* _Your objective_: Beginning with the line containing "of the street" and ending with the last line of the records, set down every line exactly.

☆ ☆ ☆ ☆

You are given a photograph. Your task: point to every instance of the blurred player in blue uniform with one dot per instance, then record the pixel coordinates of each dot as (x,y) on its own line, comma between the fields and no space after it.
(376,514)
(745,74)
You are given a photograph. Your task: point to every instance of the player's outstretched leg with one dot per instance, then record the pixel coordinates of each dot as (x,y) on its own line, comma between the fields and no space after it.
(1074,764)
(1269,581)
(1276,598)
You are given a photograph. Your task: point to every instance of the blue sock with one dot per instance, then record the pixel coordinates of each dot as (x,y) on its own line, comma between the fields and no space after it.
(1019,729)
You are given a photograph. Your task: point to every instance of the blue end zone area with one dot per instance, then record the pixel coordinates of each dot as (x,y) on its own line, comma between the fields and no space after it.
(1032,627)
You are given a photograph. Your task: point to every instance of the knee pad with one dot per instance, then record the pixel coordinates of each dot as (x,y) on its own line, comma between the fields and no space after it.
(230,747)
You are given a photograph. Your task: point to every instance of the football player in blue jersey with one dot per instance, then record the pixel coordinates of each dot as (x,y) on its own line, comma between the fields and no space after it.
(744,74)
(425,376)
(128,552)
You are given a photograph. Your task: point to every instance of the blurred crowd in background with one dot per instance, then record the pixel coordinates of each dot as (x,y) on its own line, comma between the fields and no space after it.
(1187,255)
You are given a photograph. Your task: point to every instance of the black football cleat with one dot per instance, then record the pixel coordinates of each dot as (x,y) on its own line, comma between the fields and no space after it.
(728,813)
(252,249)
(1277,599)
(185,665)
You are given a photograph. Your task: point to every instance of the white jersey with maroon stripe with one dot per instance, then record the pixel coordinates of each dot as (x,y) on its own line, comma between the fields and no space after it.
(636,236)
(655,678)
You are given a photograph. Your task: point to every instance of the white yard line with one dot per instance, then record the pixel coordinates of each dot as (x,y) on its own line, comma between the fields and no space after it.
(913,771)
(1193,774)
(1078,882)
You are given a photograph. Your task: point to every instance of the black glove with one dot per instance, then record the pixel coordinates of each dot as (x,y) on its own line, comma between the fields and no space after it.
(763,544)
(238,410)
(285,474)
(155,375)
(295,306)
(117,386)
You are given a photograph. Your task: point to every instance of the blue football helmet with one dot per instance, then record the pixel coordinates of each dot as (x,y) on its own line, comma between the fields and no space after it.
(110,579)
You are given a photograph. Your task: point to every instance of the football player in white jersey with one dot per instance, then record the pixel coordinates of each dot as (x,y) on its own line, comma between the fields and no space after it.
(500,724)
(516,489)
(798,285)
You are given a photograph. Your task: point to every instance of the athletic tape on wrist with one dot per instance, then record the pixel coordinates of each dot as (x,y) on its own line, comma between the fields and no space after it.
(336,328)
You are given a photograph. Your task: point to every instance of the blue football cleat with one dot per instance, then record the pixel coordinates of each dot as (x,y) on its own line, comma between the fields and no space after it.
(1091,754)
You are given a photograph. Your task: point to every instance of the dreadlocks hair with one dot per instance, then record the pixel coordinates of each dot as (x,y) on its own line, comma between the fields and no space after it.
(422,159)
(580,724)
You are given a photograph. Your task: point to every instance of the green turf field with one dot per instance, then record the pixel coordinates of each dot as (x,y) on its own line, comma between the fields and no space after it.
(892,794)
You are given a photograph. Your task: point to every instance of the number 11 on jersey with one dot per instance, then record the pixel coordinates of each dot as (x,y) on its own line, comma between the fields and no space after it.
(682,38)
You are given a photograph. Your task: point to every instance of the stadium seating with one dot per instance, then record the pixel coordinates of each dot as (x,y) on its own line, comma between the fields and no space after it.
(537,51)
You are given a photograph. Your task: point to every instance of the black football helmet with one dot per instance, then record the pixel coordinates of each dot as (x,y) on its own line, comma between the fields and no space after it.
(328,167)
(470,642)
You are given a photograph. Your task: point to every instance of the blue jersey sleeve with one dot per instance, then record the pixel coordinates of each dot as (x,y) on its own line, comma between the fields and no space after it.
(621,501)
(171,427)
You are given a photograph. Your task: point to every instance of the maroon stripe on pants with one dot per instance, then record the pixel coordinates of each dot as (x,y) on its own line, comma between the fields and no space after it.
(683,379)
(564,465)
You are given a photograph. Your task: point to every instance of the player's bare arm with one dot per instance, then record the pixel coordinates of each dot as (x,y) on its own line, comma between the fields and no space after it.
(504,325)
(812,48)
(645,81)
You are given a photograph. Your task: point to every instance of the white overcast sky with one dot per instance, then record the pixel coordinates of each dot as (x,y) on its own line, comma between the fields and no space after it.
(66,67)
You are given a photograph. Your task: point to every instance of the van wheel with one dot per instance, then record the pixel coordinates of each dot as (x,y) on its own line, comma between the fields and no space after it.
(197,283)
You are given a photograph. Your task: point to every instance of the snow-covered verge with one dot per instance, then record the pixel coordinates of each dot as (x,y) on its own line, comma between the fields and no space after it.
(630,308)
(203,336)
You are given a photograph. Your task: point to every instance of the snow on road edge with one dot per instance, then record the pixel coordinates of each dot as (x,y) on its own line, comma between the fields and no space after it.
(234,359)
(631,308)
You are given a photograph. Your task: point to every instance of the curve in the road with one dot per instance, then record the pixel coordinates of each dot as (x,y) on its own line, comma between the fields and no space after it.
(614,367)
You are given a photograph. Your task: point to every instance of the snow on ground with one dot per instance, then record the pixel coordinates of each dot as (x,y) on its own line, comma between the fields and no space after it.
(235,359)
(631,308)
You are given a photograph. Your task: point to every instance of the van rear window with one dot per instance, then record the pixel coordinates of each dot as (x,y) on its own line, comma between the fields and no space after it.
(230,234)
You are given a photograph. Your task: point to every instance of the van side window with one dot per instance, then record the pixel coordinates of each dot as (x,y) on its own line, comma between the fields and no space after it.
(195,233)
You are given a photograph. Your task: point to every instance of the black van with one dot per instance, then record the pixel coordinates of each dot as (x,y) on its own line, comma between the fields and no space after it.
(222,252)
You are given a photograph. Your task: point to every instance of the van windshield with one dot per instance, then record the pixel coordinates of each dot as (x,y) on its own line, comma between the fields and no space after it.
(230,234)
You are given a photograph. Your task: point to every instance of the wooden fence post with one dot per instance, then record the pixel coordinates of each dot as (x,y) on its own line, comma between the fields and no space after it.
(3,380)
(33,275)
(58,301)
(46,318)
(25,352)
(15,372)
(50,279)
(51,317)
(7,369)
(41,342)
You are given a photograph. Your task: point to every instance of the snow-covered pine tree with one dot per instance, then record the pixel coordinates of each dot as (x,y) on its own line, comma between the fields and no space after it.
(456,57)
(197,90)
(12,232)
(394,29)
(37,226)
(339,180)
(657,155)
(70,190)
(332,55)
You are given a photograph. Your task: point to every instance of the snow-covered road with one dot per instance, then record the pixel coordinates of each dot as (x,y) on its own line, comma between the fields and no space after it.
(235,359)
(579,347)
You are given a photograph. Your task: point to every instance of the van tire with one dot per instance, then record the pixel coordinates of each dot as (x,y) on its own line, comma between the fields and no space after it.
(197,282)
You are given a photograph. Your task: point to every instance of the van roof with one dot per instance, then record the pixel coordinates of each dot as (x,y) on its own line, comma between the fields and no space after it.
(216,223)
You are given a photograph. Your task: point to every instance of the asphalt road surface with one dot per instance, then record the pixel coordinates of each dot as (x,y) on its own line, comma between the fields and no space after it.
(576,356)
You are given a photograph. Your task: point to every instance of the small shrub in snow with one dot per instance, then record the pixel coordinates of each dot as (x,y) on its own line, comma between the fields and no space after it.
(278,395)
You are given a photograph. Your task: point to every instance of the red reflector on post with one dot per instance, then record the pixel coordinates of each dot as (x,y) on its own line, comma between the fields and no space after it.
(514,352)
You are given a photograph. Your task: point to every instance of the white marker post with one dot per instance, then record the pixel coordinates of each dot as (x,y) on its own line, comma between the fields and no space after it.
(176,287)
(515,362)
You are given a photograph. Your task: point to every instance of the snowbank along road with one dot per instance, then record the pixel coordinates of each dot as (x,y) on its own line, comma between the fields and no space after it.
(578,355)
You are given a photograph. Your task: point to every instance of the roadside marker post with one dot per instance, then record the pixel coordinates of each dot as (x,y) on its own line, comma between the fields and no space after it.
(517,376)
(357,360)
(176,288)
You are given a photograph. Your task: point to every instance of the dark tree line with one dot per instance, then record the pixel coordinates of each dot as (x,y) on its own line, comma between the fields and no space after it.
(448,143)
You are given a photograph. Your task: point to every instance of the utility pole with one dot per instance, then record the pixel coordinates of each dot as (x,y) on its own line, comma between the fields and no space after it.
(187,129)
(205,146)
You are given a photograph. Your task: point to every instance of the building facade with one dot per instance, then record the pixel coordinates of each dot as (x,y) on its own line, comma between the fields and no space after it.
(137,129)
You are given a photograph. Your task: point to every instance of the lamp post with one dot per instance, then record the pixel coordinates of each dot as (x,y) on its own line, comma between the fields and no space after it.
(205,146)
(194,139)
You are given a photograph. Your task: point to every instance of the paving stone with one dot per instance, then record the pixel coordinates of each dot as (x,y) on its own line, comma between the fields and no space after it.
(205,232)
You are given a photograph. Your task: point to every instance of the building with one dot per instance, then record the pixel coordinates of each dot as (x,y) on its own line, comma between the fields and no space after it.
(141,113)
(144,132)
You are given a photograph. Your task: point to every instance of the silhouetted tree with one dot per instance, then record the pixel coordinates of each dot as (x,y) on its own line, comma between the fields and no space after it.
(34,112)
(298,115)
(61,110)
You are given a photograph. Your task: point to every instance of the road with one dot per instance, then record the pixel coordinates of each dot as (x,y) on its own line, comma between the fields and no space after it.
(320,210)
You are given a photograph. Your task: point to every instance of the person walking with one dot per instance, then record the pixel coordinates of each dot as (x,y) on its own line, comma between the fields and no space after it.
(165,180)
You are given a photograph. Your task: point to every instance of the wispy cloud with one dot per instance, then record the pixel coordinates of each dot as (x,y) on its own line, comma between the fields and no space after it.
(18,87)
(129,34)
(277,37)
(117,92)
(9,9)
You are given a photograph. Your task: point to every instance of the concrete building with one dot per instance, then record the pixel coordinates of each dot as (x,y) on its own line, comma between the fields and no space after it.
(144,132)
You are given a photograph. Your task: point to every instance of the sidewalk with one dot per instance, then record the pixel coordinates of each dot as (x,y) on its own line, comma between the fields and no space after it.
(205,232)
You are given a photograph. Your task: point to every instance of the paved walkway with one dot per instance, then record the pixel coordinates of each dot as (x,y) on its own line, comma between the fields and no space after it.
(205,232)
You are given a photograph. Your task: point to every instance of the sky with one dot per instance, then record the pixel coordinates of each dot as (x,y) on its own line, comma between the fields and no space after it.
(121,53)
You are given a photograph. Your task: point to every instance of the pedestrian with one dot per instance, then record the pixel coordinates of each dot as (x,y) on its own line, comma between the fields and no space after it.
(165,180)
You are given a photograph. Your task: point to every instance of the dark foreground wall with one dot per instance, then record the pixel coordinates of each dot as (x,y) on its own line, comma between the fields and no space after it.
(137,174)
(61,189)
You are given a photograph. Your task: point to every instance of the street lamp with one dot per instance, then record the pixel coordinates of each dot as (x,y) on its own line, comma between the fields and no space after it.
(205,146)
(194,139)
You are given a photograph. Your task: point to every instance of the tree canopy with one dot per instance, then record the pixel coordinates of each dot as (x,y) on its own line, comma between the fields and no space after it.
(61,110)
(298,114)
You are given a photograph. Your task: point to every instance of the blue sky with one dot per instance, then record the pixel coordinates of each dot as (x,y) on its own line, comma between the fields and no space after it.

☆ ☆ ☆ ☆

* _Full answer_:
You are given a photograph. Your task: point to every instance of the street lamp with one dot per instance, then record the pixel coordinates of each dot as (x,y) on its own line, comma between the fields and no space after it.
(205,146)
(194,139)
You are given a photograph. Your task: point to every instance of the tree canopy with one dot per instance, then record the pixel coordinates of each dot as (x,y) on its own line, comma between the fields and no space after it.
(61,110)
(298,114)
You are given a photograph. Your task: point to every instance of the blue sky with one dot per instance, then record the pixel coordinates of each dot as (x,y) on its own line, comma between the fields and no space after it.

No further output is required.